Brief A:
Answer these from the RCU patch thread:
(i) How many times is rcu_boost_kthread_setaffinity() called during CPU teardown, according to the patch description?
(ii) From the scheduler's perspective, what does a bit in cpu_active_mask mean?
(iii) How many insertions and deletions does the patch make?
Brief B:
Extract the passage of the RCU patch thread starting with "We do need to" and going on through "rcutree_affinity_setting() in rcutree_dead_cpu().".

Excerpted text:

--- --- ---

We do need to keep this one because the CPU is going away.

One the other hand, it might well be that we could get rid of the call
to rcutree_affinity_setting() in rcutree_dead_cpu().

Or am I missing something subtle here?

							Thanx, Paul

> -
>  	// nohz_full CPUs need the tick for stop-machine to work quickly
>  	tick_dep_set(TICK_DEP_BIT_RCU);
>  	return 0;
> -- 
> 2.31.1
>
Pingfan Liu Sept. 7, 2022, 1:40 a.m. UTC | #2
On Tue, Sep 06, 2022 at 10:24:41AM -0700, Paul E. McKenney wrote:
> On Mon, Sep 05, 2022 at 11:38:50AM +0800, Pingfan Liu wrote:
> > At present, during the cpu teardown, rcu_boost_kthread_setaffinity() is
> > called twice. Firstly by rcutree_offline_cpu(), then by
> > rcutree_dead_cpu() as the CPUHP_RCUTREE_PREP  cpuhp_step callback.
> > 
> > >From the scheduler's perspective, a bit in cpu_online_mask means that the cpu
> > is visible to the scheduler. Furthermore, a bit in cpu_active_mask
> > means that the cpu is suitable as a migration destination.
> > 
> > Now turning back to the case in rcu offlining. sched_cpu_deactivate()
> > has disabled the dying cpu as the migration destination before
> > rcutree_offline_cpu().  Furthermore, if the boost kthread is on the dying
> > cpu, it will be migrated to another suitable online cpu by the scheduler.
> > So the affinity setting by rcutree_offline_cpu() is redundant and can be
> > eliminated.
> > 
> > Besides, this patch does an trival code rearrangement by unfolding
> > rcutree_affinity_setting() into rcutree_online_cpu(), considering that
> > the latter one is the only user of the former.
> > 
> > Signed-off-by: Pingfan Liu <kernelfans@gmail.com>
> > Cc: "Paul E. McKenney" <paulmck@kernel.org>
> > Cc: David Woodhouse <dwmw@amazon.co.uk>
> > Cc: Frederic Weisbecker <frederic@kernel.org>
> > Cc: Neeraj Upadhyay <quic_neeraju@quicinc.com>
> > Cc: Josh Triplett <josh@joshtriplett.org>
> > Cc: Steven Rostedt <rostedt@goodmis.org>
> > Cc: Mathieu Desnoyers <mathieu.desnoyers@efficios.com>
> > Cc: Lai Jiangshan <jiangshanlai@gmail.com>
> > Cc: Joel Fernandes <joel@joelfernandes.org>
> > Cc: "Jason A. Donenfeld" <Jason@zx2c4.com>
> > To: rcu@vger.kernel.org
> > ---
> >  kernel/rcu/tree.c | 14 +-------------
> >  1 file changed, 1 insertion(+), 13 deletions(-)

--- --- ---

Records shown:

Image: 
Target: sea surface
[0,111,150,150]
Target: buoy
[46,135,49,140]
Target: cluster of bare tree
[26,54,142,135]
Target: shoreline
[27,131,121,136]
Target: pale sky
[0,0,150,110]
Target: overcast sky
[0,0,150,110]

--- --- ---

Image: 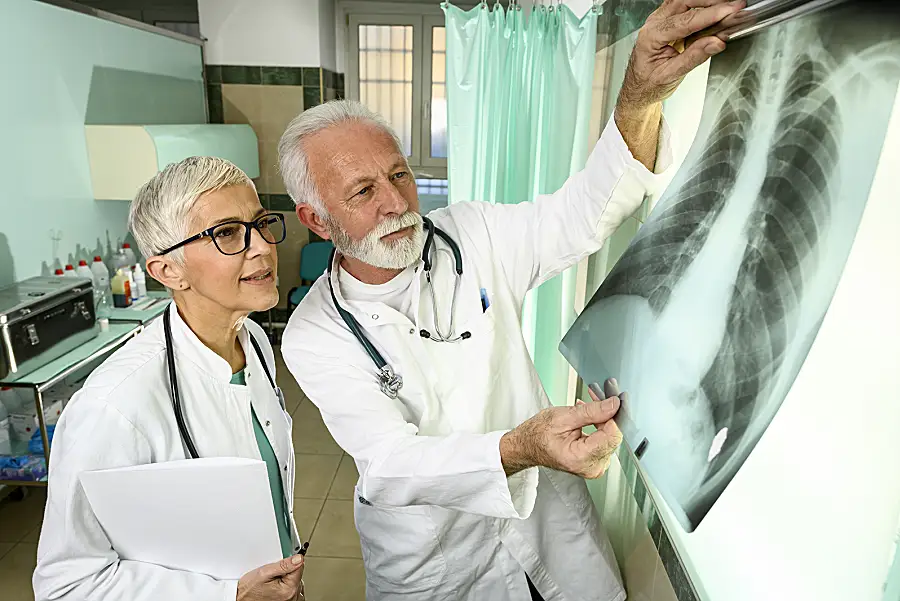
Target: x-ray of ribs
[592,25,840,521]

--- --- ---

Task solution A:
(i) Twice.
(ii) The CPU is suitable as a migration destination.
(iii) 1 insertion and 13 deletions.

Task solution B:
We do need to keep this one because the CPU is going away.

One the other hand, it might well be that we could get rid of the call
to rcutree_affinity_setting() in rcutree_dead_cpu().